Work required: Count the lines in the rows below that contain the word "dark", and give only that number.

Material for this task:

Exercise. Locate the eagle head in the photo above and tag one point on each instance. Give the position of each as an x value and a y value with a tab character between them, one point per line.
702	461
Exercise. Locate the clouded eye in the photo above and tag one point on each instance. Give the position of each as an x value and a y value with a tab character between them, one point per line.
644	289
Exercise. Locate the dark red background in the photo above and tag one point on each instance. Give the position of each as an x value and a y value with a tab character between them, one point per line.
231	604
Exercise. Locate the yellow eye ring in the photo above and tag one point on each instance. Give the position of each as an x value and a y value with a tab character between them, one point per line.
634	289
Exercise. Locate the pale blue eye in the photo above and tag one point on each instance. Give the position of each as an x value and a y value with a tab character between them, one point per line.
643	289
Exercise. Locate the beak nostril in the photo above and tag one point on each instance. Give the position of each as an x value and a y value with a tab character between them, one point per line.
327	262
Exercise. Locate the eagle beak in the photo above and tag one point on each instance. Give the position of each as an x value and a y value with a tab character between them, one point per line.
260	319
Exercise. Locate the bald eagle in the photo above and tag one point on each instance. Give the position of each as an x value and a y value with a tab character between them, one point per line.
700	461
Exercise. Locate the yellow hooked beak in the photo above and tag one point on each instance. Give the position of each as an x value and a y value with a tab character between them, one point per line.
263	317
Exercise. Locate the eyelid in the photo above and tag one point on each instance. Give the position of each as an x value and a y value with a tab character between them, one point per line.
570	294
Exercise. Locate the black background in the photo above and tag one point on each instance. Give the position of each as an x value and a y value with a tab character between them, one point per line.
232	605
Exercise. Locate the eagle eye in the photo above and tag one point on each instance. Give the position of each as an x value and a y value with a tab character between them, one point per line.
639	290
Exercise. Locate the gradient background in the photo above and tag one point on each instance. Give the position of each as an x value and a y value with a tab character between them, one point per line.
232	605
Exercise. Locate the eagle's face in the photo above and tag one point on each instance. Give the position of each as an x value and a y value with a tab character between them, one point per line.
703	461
--
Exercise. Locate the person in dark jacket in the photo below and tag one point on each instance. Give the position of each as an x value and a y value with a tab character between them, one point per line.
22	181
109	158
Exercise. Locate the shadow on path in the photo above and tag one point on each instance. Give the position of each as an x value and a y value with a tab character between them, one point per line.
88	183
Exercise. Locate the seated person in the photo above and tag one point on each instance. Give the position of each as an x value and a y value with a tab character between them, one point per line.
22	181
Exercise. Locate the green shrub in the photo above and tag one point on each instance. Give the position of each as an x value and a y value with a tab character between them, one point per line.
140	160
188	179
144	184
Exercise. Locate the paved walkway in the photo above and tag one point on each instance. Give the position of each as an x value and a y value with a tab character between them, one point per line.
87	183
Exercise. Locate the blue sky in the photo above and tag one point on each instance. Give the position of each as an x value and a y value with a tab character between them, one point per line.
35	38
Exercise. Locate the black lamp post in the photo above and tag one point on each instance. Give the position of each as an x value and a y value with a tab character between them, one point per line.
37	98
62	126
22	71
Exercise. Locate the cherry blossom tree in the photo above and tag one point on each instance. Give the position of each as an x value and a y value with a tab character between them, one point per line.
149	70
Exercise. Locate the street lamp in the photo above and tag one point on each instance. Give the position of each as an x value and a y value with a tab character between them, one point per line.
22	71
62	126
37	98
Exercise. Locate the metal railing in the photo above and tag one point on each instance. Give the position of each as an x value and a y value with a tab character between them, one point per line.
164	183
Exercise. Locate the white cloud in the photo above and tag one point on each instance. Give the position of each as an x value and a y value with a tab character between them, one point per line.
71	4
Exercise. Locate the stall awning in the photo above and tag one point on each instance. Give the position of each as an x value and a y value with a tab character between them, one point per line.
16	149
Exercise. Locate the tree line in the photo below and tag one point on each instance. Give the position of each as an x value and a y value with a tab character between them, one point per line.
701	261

Task answer: 2